[improve][broker] Add reset cursor latency metric#26088
Conversation
There was a problem hiding this comment.
Pull request overview
This PR improves broker observability and robustness around subscription cursor resets by adding a Prometheus latency metric for reset-cursor operations, hardening the binary protocol seek error response path against null causes, and enabling a managed-ledger read-entry timeout by default to reduce the risk of stuck reads blocking cursor operations.
Changes:
- Added
pulsar_subscription_reset_cursor_latency_msSummary metric (labels:topic,subscription,result) and recorded latency for both timestamp- and position-based reset cursor paths, including early fenced failures. - Made seek/reset-cursor error responses safer by unwrapping completion exceptions and using a null-safe message fallback.
- Changed
managedLedgerReadEntryTimeoutSecondsdefault to120seconds and updated template configs/comments to recommend keeping it enabled (with0as the disable value).
Reviewed changes
Copilot reviewed 6 out of 6 changed files in this pull request and generated 2 comments.
Show a summary per file
| File | Description |
|---|---|
| pulsar-broker/src/main/java/org/apache/pulsar/broker/service/ServerCnx.java | Unwraps completion exceptions in seek error handling and adds null-safe message formatting. |
| pulsar-broker/src/main/java/org/apache/pulsar/broker/service/persistent/PersistentSubscription.java | Introduces and records a Prometheus Summary metric for reset cursor latency (success/failure). |
| pulsar-broker-common/src/main/java/org/apache/pulsar/broker/ServiceConfiguration.java | Updates the default managed-ledger read-entry timeout and expands its documentation. |
| deployment/terraform-ansible/templates/broker.conf | Updates the default managed-ledger read-entry timeout and documents 0 as disable. |
| conf/standalone.conf | Updates the default managed-ledger read-entry timeout and documents 0 as disable. |
| conf/broker.conf | Updates the default managed-ledger read-entry timeout and documents 0 as disable. |
|
This metric may leak high-cardinality label children.

Extracted records =
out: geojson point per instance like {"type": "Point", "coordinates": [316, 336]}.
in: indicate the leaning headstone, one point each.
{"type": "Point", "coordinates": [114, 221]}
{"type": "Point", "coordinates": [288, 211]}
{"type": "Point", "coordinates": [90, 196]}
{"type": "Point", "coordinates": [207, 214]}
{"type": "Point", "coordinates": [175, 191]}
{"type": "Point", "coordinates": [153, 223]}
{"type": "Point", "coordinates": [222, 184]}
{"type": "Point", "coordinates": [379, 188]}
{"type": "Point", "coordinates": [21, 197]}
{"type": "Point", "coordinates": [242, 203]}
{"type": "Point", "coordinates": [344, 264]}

Goal of the exercise =
Continue the pull request page about the broker's reset cursor latency metric from its last sentence, as the next part of its review discussion.

Task output =
Could we either avoid topic/subscription labels for this static summary, or record this through subscription-scoped stats with lifecycle cleanup? If keeping these labels is required, we should add cleanup on subscription/topic deletion that removes both the collector child and its associated summary logger. |
Motivation
Follow-up for investigating slow subscription cursor resets. When reset cursor is slow or fails, brokers currently lack a direct latency metric for the operation, and the binary protocol seek error path can dereference a missing cause while building the error response.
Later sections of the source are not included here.